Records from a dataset

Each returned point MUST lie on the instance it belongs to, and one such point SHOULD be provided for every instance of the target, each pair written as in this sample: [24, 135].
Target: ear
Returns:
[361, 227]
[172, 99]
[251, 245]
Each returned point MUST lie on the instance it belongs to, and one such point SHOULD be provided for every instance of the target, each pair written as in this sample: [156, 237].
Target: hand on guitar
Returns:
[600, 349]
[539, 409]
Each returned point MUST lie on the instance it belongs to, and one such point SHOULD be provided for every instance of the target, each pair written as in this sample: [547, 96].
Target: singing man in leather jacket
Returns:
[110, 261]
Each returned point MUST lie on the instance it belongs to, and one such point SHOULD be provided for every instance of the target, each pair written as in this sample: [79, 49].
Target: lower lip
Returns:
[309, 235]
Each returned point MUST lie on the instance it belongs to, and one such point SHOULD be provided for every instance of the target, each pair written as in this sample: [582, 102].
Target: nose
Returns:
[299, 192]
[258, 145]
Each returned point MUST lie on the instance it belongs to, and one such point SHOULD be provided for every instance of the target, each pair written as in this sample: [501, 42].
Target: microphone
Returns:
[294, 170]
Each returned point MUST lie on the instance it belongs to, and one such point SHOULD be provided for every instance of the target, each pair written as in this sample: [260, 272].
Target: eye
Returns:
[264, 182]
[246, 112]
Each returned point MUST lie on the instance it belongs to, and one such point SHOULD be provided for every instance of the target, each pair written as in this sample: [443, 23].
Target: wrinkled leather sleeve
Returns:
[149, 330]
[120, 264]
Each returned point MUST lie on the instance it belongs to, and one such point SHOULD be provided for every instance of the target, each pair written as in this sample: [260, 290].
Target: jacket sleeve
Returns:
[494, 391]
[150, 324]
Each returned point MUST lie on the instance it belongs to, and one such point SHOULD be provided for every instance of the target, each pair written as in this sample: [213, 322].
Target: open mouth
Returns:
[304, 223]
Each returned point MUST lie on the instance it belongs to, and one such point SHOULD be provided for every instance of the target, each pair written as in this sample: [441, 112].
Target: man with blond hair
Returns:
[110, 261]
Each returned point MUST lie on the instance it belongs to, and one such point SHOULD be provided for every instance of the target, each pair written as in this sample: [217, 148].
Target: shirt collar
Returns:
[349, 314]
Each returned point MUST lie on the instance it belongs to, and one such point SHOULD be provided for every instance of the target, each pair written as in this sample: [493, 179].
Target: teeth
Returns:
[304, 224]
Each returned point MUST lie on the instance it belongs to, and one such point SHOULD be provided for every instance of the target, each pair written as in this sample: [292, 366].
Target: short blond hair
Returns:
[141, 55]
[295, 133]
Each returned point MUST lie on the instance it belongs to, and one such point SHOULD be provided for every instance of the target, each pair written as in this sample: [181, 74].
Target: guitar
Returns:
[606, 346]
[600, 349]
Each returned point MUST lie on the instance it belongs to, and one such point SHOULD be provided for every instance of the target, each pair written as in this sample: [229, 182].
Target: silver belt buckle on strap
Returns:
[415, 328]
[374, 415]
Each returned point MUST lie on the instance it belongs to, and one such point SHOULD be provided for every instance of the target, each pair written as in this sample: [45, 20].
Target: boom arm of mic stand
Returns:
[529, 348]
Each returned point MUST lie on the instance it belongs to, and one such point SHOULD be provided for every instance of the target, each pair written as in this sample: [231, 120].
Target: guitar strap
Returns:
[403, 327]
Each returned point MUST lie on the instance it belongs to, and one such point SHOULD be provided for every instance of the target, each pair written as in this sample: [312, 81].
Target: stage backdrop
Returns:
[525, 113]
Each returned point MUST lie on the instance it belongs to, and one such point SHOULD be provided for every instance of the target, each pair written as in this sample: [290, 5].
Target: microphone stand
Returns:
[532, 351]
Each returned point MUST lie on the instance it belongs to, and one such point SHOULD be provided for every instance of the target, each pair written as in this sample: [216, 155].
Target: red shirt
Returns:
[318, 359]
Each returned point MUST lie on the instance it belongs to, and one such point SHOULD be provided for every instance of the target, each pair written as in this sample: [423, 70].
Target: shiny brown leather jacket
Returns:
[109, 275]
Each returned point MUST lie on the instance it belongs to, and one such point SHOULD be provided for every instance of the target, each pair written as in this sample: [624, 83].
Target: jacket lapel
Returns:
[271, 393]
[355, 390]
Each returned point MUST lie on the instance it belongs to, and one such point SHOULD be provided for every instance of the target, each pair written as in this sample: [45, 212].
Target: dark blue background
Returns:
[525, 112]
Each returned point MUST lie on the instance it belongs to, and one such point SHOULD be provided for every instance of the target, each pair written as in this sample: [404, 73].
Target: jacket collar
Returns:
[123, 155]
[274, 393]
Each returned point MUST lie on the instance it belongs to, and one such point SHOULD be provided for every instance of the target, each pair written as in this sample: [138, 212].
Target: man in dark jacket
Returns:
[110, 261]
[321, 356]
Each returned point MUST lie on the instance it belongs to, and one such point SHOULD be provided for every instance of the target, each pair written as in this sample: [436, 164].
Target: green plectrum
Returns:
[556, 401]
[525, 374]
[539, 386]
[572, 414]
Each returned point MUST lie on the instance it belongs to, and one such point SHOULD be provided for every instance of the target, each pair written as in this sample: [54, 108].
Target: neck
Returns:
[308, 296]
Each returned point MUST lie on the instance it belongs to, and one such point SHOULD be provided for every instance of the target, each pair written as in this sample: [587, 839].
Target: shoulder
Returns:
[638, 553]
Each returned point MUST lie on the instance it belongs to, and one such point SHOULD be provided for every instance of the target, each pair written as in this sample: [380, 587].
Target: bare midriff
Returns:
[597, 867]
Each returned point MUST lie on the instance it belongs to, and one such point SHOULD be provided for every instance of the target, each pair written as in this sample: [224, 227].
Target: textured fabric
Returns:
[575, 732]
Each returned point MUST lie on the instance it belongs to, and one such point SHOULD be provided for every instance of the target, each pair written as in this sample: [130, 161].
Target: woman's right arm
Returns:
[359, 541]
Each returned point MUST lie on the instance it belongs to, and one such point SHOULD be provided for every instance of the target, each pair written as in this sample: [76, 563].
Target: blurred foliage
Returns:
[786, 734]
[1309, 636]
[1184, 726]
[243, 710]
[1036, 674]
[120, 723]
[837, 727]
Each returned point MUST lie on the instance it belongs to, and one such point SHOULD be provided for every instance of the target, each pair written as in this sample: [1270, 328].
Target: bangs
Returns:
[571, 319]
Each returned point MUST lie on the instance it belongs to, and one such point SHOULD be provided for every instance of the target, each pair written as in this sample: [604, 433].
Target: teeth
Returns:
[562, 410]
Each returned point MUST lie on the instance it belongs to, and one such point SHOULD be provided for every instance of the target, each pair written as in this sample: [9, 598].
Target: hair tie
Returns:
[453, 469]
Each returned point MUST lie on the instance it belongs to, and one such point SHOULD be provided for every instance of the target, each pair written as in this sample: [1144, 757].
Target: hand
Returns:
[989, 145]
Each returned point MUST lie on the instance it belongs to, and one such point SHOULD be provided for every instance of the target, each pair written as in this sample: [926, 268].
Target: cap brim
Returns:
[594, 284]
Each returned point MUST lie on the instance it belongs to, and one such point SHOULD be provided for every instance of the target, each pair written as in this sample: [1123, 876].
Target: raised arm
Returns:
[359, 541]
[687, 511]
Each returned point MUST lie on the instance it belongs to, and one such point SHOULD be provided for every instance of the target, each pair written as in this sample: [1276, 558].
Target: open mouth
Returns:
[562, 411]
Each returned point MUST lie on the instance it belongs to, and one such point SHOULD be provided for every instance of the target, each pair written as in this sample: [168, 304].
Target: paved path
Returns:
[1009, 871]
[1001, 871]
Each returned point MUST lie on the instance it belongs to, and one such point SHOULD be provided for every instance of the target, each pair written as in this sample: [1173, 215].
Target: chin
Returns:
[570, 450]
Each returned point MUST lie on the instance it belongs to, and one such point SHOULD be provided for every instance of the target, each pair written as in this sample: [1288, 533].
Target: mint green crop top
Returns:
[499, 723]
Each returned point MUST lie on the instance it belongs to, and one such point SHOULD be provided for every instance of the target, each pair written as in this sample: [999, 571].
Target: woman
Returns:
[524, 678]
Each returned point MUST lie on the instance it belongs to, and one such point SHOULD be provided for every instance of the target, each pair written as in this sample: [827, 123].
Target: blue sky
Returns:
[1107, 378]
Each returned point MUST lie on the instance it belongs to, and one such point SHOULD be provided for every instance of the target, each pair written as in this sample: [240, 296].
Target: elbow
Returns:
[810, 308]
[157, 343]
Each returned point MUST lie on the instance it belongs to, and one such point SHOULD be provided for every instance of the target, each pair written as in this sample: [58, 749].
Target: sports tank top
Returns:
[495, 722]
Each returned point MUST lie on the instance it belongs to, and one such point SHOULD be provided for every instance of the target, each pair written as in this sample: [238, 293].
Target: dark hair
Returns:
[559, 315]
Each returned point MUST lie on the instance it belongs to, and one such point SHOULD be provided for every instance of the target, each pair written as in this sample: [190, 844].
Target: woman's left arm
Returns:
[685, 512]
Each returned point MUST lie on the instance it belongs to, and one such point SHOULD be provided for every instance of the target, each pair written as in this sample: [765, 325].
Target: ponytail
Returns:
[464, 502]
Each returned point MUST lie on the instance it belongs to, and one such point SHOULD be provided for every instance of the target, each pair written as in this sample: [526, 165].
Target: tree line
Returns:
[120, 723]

EXERCISE:
Locate the line with "Target: sports tank top" in the entries above; extract it and every line after it, verbatim.

TASK RESPONSE:
Target: sports tank top
Returns:
[495, 722]
Each returned point MUST lie on the instance it belongs to, and one such point SHOULD be provided for every instance of the target, each pair written as in this sample: [238, 293].
Target: dark hair
Returns:
[559, 315]
Each returned point MUST lie on the instance it belongs to, and one such point SHOULD be provided for every instance of the target, each pair written as in this sample: [190, 844].
Target: woman's left arm
Returns:
[685, 512]
Each returned point MUST lie on the instance it belongs to, and one such point SHOULD be provided for every instance of the target, each pair written as in this sample: [765, 325].
Target: ponytail
Returns:
[464, 502]
Each returned point MUST lie on the instance it belongs to, and one such point SHOULD be provided for every instance of the target, each pair written as in this sample: [526, 165].
Target: tree line
Returns:
[120, 723]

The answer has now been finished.